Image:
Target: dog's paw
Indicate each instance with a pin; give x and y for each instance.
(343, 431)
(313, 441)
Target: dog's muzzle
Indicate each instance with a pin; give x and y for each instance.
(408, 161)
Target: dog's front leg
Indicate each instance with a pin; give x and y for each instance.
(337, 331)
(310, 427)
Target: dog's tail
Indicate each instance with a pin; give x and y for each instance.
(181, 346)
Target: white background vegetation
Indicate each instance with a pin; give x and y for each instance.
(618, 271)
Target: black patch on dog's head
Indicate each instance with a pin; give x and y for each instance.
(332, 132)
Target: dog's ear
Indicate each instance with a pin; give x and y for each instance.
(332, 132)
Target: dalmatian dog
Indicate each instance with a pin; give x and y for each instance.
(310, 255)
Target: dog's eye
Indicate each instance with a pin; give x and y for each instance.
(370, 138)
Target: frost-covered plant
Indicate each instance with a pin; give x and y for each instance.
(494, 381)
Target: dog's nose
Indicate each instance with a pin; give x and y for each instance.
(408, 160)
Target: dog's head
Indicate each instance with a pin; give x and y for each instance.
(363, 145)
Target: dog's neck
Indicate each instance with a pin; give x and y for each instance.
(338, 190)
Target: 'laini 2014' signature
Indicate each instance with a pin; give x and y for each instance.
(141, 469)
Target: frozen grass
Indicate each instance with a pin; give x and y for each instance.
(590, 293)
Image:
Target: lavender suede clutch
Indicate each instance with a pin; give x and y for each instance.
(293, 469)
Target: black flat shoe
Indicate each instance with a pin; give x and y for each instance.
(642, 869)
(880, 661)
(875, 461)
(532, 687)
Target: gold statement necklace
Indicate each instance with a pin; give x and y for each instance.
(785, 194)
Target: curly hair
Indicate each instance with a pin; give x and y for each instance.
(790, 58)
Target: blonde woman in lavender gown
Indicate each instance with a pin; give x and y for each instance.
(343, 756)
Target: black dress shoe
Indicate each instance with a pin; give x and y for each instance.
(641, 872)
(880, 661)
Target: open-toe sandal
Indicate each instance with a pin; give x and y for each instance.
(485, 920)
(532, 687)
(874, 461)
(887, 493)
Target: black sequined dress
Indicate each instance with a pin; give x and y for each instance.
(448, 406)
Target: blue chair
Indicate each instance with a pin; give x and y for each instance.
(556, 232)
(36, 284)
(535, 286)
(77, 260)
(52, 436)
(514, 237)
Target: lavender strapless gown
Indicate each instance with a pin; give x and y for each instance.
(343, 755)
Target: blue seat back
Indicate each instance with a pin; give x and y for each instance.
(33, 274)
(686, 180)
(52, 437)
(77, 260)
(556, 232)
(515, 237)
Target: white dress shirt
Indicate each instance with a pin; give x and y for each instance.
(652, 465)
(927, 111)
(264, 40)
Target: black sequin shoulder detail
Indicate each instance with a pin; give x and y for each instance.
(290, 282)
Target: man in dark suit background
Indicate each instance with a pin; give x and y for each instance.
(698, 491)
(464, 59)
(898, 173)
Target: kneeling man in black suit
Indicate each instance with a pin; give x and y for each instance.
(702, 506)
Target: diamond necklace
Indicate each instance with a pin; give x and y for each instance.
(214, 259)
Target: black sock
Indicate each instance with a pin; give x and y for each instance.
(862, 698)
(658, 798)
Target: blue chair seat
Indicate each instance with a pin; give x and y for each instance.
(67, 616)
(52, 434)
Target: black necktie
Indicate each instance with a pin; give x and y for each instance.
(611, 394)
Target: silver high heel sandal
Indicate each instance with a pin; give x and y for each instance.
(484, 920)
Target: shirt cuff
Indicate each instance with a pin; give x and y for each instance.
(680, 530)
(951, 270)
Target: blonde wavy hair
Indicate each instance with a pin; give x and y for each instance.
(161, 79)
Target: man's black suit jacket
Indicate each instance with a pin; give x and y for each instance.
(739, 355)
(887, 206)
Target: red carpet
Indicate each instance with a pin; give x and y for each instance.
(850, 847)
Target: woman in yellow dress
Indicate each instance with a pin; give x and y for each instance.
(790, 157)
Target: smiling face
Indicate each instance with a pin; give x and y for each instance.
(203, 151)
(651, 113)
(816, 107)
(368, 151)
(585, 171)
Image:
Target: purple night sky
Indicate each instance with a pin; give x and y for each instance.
○ ○ ○ ○ ○ ○ ○
• What is being asked: Convert every line of the records above into a numbered list, omitting any blank lines.

• Exercise solution:
1. Image:
2. Target: dog's paw
3. Indicate each instance with a pin; give x and y for each instance.
4. (343, 431)
5. (313, 441)
6. Target: dog's muzzle
7. Indicate each instance with a pin; give x and y for each instance.
8. (408, 161)
9. Target: dog's front leg
10. Indicate each instance with a pin; give x and y for each instance.
11. (337, 331)
12. (310, 427)
13. Target: dog's tail
14. Indicate each instance with a pin; give x and y for each instance.
15. (181, 346)
16. Target: white background vegetation
17. Indicate each instance with a pin; give x and y for each instance.
18. (618, 271)
19. Target: black patch on dog's head
20. Indicate each instance with a pin; give x and y for each instance.
21. (332, 132)
22. Target: dog's ear
23. Indicate each instance with a pin; give x and y for each instance.
24. (332, 132)
25. Target: dalmatian dog
26. Indicate each instance with a pin; give x and y for each instance.
27. (310, 255)
28. Target: dog's eye
29. Indicate each instance with a pin; give x and y for each instance.
30. (370, 138)
31. Target: frost-covered plant
32. Indicate each instance with a pin; give x and y for each instance.
33. (494, 381)
34. Target: dog's nose
35. Indicate each instance with a pin; give x and y for each instance.
36. (408, 160)
37. Target: dog's head
38. Indicate each instance with a pin; give x and y for each instance.
39. (363, 145)
40. Target: dog's neck
41. Indicate each instance with a pin; give x and y for each instance.
42. (338, 190)
43. Target: 'laini 2014' signature
44. Indicate each instance with a pin; give x and y for each instance.
45. (141, 469)
46. Target: frozen grass
47. Indicate each instance with a pin; give x and y for each instance.
48. (590, 293)
49. Image:
50. Target: lavender suede clutch
51. Indicate each instance with a pin; give x and y for each instance.
52. (293, 469)
53. Target: black flat shoe
54. Indicate each instance with a pin; give x and y for each instance.
55. (642, 869)
56. (880, 661)
57. (875, 461)
58. (532, 687)
59. Target: gold statement necklace
60. Indicate each instance with a pin; give x and y for each instance.
61. (785, 194)
62. Target: curly hair
63. Indicate each instance with a pin; give x and y for each instance.
64. (790, 58)
65. Target: blonde woman in lavender gown
66. Indicate each instance with a pin; give x and y for each instance.
67. (343, 756)
68. Target: black dress shoe
69. Indicate each instance with a pin; give x and y for each instance.
70. (641, 872)
71. (880, 661)
72. Target: open-toe sandal
73. Indicate each instance with a pin; give x and y for each instance.
74. (485, 920)
75. (532, 687)
76. (874, 461)
77. (887, 493)
78. Target: black sequined dress
79. Indicate each instance with a pin; give x and y for each instance.
80. (448, 406)
81. Target: blue chair
82. Indicate each instance with a pin; give x and y for each instance.
83. (556, 232)
84. (36, 284)
85. (535, 286)
86. (77, 260)
87. (52, 436)
88. (514, 237)
89. Target: lavender strapless gown
90. Indicate each instance with a pin; give x and y for each instance.
91. (343, 755)
92. Target: blue seat back
93. Indicate each instance with a pin; give x and y for each instance.
94. (33, 274)
95. (686, 180)
96. (52, 437)
97. (77, 260)
98. (556, 232)
99. (515, 237)
100. Target: white dress shirt
101. Indicate each instance with a pin; give x and y for each instance.
102. (652, 465)
103. (927, 111)
104. (264, 40)
105. Target: black sequin shoulder detail
106. Indicate each instance with a pin; give x and y for each instance.
107. (290, 282)
108. Target: man in dark suit background
109. Indicate each instance with a pin; give x and y for each instance.
110. (698, 491)
111. (464, 59)
112. (898, 173)
113. Target: kneeling man in black suit
114. Indicate each instance with a pin; give x and y for each instance.
115. (702, 506)
116. Target: diamond necklace
117. Indicate each instance with a pin; give x and y for each instance.
118. (214, 259)
119. Target: black sock
120. Indicate each instance with a pin; give x and y for each instance.
121. (862, 698)
122. (658, 798)
123. Target: blue chair seat
124. Indicate each instance with a pin; give x and y for each instance.
125. (67, 616)
126. (52, 434)
127. Target: black necktie
128. Indicate each instance with a pin; give x and y for each instance.
129. (611, 394)
130. Target: silver high heel sandal
131. Indicate each instance with a pin; give x and y for each instance.
132. (484, 920)
133. Target: shirt cuff
134. Indicate each instance with a pin; give x and y for each instance.
135. (680, 530)
136. (951, 270)
137. Target: blonde wavy hair
138. Indicate each instance with a pin; give x and y for each instance.
139. (161, 79)
140. Target: man's black suit jacket
141. Indicate each instance with a pin; give x and y for each instance.
142. (739, 355)
143. (887, 206)
144. Target: red carpet
145. Indicate each instance with a pin; give x and y for each instance.
146. (850, 847)
147. Target: woman in yellow dress
148. Indicate each instance with a pin; give x and y for each instance.
149. (790, 157)
150. Target: smiling face
151. Indicate each instance with a pin; give x and y for each instance.
152. (203, 151)
153. (651, 113)
154. (816, 107)
155. (368, 151)
156. (585, 171)
157. Image:
158. Target: purple night sky
159. Indicate each instance with a pin; give x and y for each instance.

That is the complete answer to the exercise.